• [What this task involves] Every record below must come back exactly as written, with the images dropped.

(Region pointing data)
________
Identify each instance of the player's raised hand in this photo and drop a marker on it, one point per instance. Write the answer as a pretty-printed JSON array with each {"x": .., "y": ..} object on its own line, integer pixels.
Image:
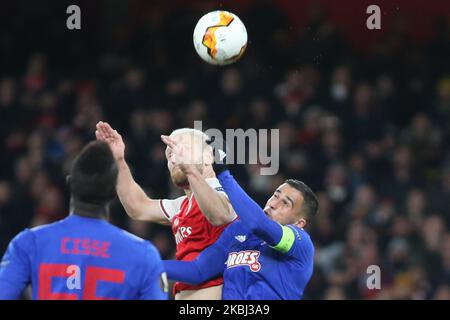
[{"x": 104, "y": 132}]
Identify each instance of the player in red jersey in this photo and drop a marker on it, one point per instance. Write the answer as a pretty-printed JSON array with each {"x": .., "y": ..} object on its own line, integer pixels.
[{"x": 197, "y": 218}]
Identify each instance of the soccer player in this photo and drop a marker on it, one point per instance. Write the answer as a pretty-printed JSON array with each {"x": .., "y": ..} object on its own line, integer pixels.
[
  {"x": 197, "y": 218},
  {"x": 83, "y": 256},
  {"x": 266, "y": 254}
]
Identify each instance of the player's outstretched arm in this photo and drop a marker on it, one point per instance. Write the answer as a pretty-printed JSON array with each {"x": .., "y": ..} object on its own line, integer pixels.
[
  {"x": 134, "y": 200},
  {"x": 249, "y": 212},
  {"x": 208, "y": 264},
  {"x": 15, "y": 272},
  {"x": 214, "y": 205}
]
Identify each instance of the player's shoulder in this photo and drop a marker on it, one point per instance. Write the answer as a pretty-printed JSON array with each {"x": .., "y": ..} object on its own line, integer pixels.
[
  {"x": 301, "y": 235},
  {"x": 46, "y": 228},
  {"x": 126, "y": 236}
]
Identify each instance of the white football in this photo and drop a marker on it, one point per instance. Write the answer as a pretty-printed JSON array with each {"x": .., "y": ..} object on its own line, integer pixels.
[{"x": 220, "y": 37}]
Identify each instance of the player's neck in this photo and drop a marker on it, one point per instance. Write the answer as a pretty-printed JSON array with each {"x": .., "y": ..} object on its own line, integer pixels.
[{"x": 88, "y": 210}]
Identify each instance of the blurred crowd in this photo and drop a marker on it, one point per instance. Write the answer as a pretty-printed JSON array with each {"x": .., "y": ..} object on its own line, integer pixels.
[{"x": 367, "y": 131}]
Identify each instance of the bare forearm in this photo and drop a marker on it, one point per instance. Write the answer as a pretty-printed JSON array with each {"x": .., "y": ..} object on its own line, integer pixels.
[{"x": 214, "y": 206}]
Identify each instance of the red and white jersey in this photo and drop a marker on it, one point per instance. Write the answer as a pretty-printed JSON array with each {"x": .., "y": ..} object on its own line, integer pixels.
[{"x": 192, "y": 231}]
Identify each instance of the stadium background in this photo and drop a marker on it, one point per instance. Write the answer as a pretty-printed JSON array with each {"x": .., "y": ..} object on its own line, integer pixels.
________
• [Solved exercise]
Identify each instance of the player's raised hand in this photo and drop a marker on it, one point per instance. Write the answer as a pretty-printed JSON array with each {"x": .., "y": ..} object on its own line, integer pixels.
Image:
[{"x": 104, "y": 132}]
Identify each instance of the player in red jersey in this photo and drop a marker on it, one point per instance. Write the answer as a pretty-printed JSON array with each {"x": .., "y": ..} object on its own line, integer pixels.
[{"x": 197, "y": 218}]
Identify each instance of the soccer player in this photo and drop a marker on it, one point per instance. Write the answer as a pretty-printed JSON array with each {"x": .., "y": ..} object on its own line, integer pixels.
[
  {"x": 197, "y": 218},
  {"x": 83, "y": 256},
  {"x": 266, "y": 254}
]
Identify each instance of the player's outstretched arm in this photo and drop a marker on it, one point per instance. Write the answer as a pretty-printed JSON array with each {"x": .., "y": ..} object on its own line, integer pixels.
[
  {"x": 134, "y": 200},
  {"x": 249, "y": 212},
  {"x": 208, "y": 264},
  {"x": 15, "y": 272},
  {"x": 214, "y": 205}
]
Identify each instance of the player's shoulder in this photo and drop a marker on it, one point per instance. Write the answer as a pretty-printed JSON array with each {"x": .., "y": ..} object on its own line, integer pixels.
[
  {"x": 301, "y": 235},
  {"x": 46, "y": 228},
  {"x": 126, "y": 236}
]
Identify each instance of the white football in this photo and drop a marker on it, one point per instance. Write the answer as a pretty-printed JSON array with each {"x": .., "y": ..} object on its own line, integer pixels.
[{"x": 220, "y": 37}]
Identify each instance of the player's neck in this photo and drop a marker on it, one point per instance. Write the answer as a pretty-printed JSON array with each {"x": .., "y": ..} object on its own line, integer pixels.
[{"x": 88, "y": 210}]
Identify each instance of the blurred crowd in this photo and drop a marker on it, one point per instance. Write the answer as a pretty-printed JSON array with each {"x": .., "y": ..} object on its own line, integer pixels.
[{"x": 367, "y": 131}]
Identify each instance of the bare forearm in this photo and drop a marker on it, one point per instance. Write the answer as a pretty-printed JSON array with each {"x": .., "y": ..} object on its own line, integer pixels.
[{"x": 214, "y": 206}]
Identify each instance of the red and white jersey in this photo and drop a marker on it, one point per instance. Write the answer as a pretty-printed JSON array with each {"x": .., "y": ..} object on its own line, integer pixels.
[{"x": 192, "y": 231}]
Identify each instance of the stadium background in this photo and drop a marker on it, one point per instance. Write the answer as a pretty-printed JSON array with each {"x": .., "y": ..} object on its own line, integer pixels.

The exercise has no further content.